== WORK ITEM ==
Working from the entries below, count every line that includes the word "accordingly". Return the figure alone.

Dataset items
══════
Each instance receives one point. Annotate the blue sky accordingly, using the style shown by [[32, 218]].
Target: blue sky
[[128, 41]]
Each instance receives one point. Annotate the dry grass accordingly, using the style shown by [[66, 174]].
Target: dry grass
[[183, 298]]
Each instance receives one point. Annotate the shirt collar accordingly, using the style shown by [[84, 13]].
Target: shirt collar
══════
== REPLY ==
3